Passage provided ::
****

In response to last Saturday’s roundup, Dufa Wira wrote “when we speak about ‘early responders’ we seem to gloss over Vietnam and Kerala, both communist mixed economy states, that have performed remarkably”.

According to the Johns Hopkins website, Vietnam, a country with a population of 95 million, has just 288 cases of coronavirus and no deaths. Beyond credibility? Quite believable according to the ABC’s Max Walden How has Vietnam, a developing nation in South-East Asia, done so well to combat coronavirus?.  Foreign experts have scrutinised the data and have no reason to doubt it.  Walden attributes Vietnam’s success to early movement, isolation of those with the virus, and use of low-cost test kits.

The Economist has a similar story covering Vietnam and the Southern Indian state of Kerala – Vietnam and the Indian state of Kerala curbed covid-19 on the cheap. While Covid-19 has taken off in India as a whole, in Kerala the virus is in check, with fewer than 50 active cases at the time of writing (early May). The authors attribute success to both countries’ investment in strong public health systems, guided by past experience with pandemics.  They write:

Not coincidentally, communism has been a strong influence, as the unchallenged state ideology of Vietnam and as a brand touted by the leftist parties that have dominated Kerala since the 1950s.

Sweden – how did they get this experiment through the ethics committee?

On the ABC’s Saturday Extra last weekend Geraldine Doogue interviewed journalist Erik Palm and virologist Lena Einhorn on Sweden’s unique approach to coronavirus – an approach that relies more on moral suasion and people’s individual responsibility to maintain social distance and to take other precautions rather than strong government controls and systems to test and trace. It is doing far worse than its Nordic neighbours (see the table below). What’s particularly unusual about Sweden is that this approach, rather than being imposed by a hard-right government, is as recommended by the country’s public health agency.  (14 minutes)

Palm’s article in Slate, to which the program refers, is  I Just came home to Sweden. I’m horrified by the coronavirus response here.  He explains Sweden’s approach in terms of its culture which includes “a strain of passivism and moral superiority”.


Australian party politics

 “We are not just an economy, we are a society” –  Labor’s fifth vision statement

On Monday Albanese delivered Labor’s “Fifth vision statement” Australia beyond the coronavirus.  It’s a carefully-written policy statement, integrating rhetoric about Labor’s traditional values, criticism of the government, and articulation of a policy platform for a Labor government, a platform that’s clearly differentiated from the Coalition’s. The reader seeking the traditional sub-headings of “economic policy”, “social policy” and so on won’t find them in his speech. “There is such a thing as society” he reminds us: economic policy must contribute to people’s well-being and not just to impressive numbers in statistical metrics.

Unshackled from the political need to frame all policy within the narrow constraints of the budget cash outcome, Labor has been able to outline a convincing and coherent economic policy. It is strong on economic growth, but on a different, more inclusive growth path than that seen by the Coalition.

****

Your goal ::
Answer these questions from the roundup on coronavirus responses and Labor's vision statement:
(a) According to the Johns Hopkins website, how many coronavirus cases does Vietnam have?
(b) Whose recommendation is Sweden's approach to coronavirus?
(c) What did Albanese deliver on Monday?

Stored data entries ::
****

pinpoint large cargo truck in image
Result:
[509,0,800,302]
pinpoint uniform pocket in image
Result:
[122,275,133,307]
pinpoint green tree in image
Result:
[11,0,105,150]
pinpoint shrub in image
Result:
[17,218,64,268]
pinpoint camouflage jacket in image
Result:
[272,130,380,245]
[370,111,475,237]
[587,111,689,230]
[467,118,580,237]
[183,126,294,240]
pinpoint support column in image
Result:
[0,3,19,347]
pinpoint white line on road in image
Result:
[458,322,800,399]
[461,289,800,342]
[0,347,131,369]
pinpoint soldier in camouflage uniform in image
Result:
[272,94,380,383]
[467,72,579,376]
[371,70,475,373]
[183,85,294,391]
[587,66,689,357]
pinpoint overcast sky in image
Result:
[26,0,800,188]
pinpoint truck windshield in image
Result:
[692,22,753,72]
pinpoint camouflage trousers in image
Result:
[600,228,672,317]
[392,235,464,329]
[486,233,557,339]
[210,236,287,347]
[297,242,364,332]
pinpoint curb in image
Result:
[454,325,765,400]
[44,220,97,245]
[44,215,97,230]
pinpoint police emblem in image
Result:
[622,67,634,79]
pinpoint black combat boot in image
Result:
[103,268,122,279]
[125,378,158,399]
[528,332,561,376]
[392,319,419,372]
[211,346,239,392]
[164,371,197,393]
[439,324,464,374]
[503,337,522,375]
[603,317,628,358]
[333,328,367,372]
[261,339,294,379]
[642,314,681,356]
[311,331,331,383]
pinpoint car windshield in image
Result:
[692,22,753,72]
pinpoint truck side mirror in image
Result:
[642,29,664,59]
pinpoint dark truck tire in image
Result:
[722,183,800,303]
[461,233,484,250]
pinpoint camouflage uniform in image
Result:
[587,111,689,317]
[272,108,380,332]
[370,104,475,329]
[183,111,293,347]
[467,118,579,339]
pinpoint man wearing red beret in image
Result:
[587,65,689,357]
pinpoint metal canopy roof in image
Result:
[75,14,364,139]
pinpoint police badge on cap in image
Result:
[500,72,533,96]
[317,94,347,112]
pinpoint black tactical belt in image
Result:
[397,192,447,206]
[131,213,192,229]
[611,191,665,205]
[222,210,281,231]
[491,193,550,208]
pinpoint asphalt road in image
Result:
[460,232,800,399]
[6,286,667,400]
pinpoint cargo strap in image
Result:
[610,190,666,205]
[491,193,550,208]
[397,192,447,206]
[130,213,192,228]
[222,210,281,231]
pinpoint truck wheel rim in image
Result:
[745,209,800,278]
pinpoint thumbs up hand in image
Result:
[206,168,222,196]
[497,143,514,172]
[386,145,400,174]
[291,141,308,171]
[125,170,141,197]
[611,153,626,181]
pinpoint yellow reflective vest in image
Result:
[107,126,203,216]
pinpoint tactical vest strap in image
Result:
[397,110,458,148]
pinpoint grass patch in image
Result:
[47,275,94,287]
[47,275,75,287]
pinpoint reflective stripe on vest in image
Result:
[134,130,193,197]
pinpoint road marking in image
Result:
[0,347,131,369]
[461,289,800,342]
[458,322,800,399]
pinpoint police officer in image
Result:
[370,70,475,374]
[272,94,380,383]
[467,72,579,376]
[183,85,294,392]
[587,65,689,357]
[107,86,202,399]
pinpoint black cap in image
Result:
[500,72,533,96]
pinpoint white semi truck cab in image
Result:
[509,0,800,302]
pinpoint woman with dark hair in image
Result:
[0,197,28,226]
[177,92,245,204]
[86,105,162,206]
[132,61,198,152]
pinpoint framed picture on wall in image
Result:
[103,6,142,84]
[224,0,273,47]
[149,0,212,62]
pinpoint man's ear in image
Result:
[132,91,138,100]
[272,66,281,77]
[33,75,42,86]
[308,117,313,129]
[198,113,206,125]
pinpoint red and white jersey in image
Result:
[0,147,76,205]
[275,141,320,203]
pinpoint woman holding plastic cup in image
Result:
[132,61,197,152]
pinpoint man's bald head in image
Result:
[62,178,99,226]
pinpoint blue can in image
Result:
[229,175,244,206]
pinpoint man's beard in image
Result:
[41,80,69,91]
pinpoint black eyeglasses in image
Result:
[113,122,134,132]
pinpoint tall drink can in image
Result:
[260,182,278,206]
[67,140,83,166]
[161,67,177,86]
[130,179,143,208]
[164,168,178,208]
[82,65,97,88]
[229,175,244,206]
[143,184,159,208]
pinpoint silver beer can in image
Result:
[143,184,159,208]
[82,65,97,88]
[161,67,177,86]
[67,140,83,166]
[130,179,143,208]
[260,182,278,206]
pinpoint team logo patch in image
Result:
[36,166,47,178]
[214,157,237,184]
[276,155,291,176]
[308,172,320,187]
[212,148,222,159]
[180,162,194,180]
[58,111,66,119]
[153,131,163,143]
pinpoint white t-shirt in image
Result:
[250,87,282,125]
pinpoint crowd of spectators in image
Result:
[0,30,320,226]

****

Task solution ::
(a) 288 cases, with no deaths.
(b) The country's public health agency.
(c) Labor's "Fifth vision statement", Australia beyond the coronavirus.